__Source excerpt__:
The sun climbs until the awning shades our faces and I ask Mary about Rose White’s ‘Appalling loneliness’ and ‘frightening dark’. She tells me how she’s never lonely, how it’s good when people arrive, and it’s good when they go. How the sounds of the wind in the trees, of the windmill clanking, of livestock and native animals, and of the birds are the theme songs of her life. She talks of the colours which change every moment and of the countless stars at night. She talks of her love of a good cuppa and of her dog.
And after a while, Mary asks what I thought of the note.
It was given to her in an envelope by a fella who’d come by with his wife and two young daughters. He’d waited til the others’d headed to the car and he and Mary were alone and he didn’t wait for Mary to open it.

__Data segment__:
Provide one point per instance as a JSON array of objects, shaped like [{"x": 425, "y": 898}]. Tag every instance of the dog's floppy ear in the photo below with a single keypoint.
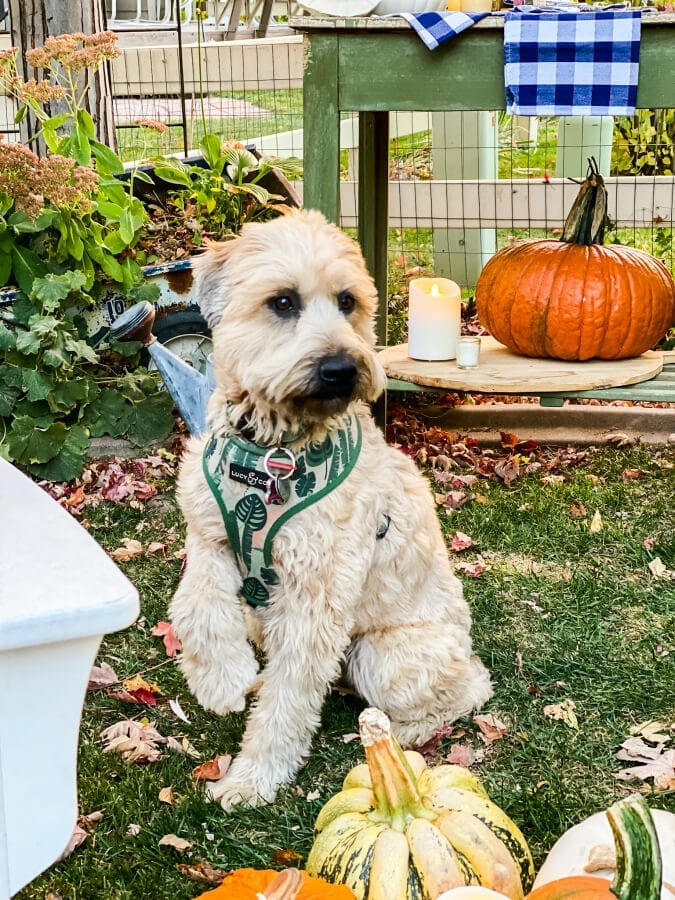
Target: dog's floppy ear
[{"x": 212, "y": 280}]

__Instruction 1__:
From the passage about Mary above, list each sound she calls a theme song of her life.
__Instruction 2__:
Resume the passage about Mary, starting right after its final sentence.

__Task response 1__:
- the wind in the trees
- the windmill clanking
- livestock and native animals
- the birds

__Task response 2__:
The note told of how, 20 years ago he’d passed through, doing it tough and how he’d done something unspecified that’d weighed on this conscience ever since. Also in the envelope was a ‘pineapple’ and the final words were, ‘I hope you can forgive me. Please find enclosed the $50 that was rightfully yours 20yrs ago. Chris.’
I told her that I understood. I told her that whether he’d nicked money, booze or fuel, it would’ve troubled him stealing from someone like her.
Because there might be ‘something’ about the outback that some get, but everyone who meets her knows, there’s definitely something about Mary.
This is a pub with no draft beer, no accommodation, no gambling, no wifi, no mobile phone reception, no meals and no helmet rating!
But, when was the last time you had an experience you will never forget? Who was the last person you met that you’ll always remember? Who was the last stranger you only met once but now, months, years later, often wonder about?
Out here at Barringun, in the middle of the country and in the middle of nowhere is a pub whose owner will etch into your memory.
If you even slightly ‘get’ the bush; if you collect experiences, I can tell you one truth: Your experience of the outback, of our unique bush pubs and of our special culture, will be incomplete until you drop by Tattersalls Hotel at Barringun, grab a stubby and pull up a pew next to Mary Crawley, a living treasure of the bush.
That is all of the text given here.